• **AIM**: Copy the records below verbatim, from the line containing "Return the mask of every instance of the yellow" through the line containing "107L263 108L262 108ZM238", including both of those lines.

[Begin RECORDS FOR THIS EXERCISE]

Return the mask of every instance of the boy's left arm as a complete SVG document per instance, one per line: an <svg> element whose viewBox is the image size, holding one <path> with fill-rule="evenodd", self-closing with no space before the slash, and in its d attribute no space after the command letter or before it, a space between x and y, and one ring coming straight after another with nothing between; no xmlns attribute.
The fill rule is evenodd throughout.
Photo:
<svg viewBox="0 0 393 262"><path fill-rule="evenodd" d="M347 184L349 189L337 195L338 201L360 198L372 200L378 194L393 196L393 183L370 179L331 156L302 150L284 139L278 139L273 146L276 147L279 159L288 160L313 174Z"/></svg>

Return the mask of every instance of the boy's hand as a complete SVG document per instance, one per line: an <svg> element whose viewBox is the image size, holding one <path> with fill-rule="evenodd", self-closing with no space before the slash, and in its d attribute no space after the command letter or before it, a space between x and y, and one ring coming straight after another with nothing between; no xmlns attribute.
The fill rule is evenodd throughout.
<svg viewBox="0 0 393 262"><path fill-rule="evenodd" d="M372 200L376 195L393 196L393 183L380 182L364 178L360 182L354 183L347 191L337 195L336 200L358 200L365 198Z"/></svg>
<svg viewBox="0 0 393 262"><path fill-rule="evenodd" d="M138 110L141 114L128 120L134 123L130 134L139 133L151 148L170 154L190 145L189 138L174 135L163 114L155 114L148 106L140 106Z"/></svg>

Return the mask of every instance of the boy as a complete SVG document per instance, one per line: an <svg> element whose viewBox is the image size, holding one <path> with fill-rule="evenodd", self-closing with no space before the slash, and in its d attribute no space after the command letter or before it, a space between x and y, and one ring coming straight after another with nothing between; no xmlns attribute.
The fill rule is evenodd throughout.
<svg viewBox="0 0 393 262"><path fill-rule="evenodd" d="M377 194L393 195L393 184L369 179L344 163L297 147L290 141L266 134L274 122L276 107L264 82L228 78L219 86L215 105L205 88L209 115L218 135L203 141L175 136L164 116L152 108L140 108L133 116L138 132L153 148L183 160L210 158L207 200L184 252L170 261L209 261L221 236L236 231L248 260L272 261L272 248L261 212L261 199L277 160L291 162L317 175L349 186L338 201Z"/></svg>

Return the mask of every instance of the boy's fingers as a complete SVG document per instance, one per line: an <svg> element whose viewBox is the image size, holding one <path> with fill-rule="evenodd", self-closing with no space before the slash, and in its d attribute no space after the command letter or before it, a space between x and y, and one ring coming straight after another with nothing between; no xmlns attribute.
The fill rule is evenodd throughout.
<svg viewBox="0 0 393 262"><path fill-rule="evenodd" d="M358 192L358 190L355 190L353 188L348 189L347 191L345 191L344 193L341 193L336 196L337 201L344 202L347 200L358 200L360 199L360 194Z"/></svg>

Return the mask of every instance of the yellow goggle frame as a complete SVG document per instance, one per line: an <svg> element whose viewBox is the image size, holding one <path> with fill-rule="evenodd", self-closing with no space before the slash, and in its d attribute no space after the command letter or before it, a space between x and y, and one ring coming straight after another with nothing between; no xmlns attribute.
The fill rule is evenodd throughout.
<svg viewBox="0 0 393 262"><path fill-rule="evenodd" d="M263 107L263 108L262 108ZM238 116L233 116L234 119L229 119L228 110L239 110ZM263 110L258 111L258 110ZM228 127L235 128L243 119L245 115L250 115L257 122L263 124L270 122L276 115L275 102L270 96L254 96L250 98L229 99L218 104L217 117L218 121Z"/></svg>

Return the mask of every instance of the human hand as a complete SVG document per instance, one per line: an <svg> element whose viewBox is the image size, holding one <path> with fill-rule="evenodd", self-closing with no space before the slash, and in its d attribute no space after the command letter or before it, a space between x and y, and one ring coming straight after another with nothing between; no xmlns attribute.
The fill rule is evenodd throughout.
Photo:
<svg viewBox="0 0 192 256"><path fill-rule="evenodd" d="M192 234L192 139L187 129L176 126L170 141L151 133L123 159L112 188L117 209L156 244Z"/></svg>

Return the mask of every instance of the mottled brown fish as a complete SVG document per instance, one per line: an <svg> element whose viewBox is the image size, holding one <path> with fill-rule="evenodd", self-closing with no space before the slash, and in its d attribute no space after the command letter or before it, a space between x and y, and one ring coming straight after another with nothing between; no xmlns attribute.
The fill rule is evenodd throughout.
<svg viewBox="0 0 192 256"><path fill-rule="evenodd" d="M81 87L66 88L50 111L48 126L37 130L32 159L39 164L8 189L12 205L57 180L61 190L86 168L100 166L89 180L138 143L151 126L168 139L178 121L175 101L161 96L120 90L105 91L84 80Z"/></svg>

[End RECORDS FOR THIS EXERCISE]

• **EXERCISE ANSWER**:
Return the mask of every instance of the yellow goggle frame as a complete SVG document per instance, one per line: an <svg> element whose viewBox is the image size, holding one <path> with fill-rule="evenodd", self-closing with no space before the slash, and in its d attribute no space after the command letter or before it, a space between x and y, and one ring coming straight after another with nothing between; no xmlns attribute.
The fill rule is evenodd throughout.
<svg viewBox="0 0 393 262"><path fill-rule="evenodd" d="M263 107L263 108L262 108ZM238 116L233 116L234 119L229 119L228 110L239 110ZM263 110L258 111L258 110ZM228 127L235 128L243 119L245 115L250 115L257 122L263 124L270 122L276 115L275 102L270 96L254 96L250 98L229 99L218 104L217 117L218 121Z"/></svg>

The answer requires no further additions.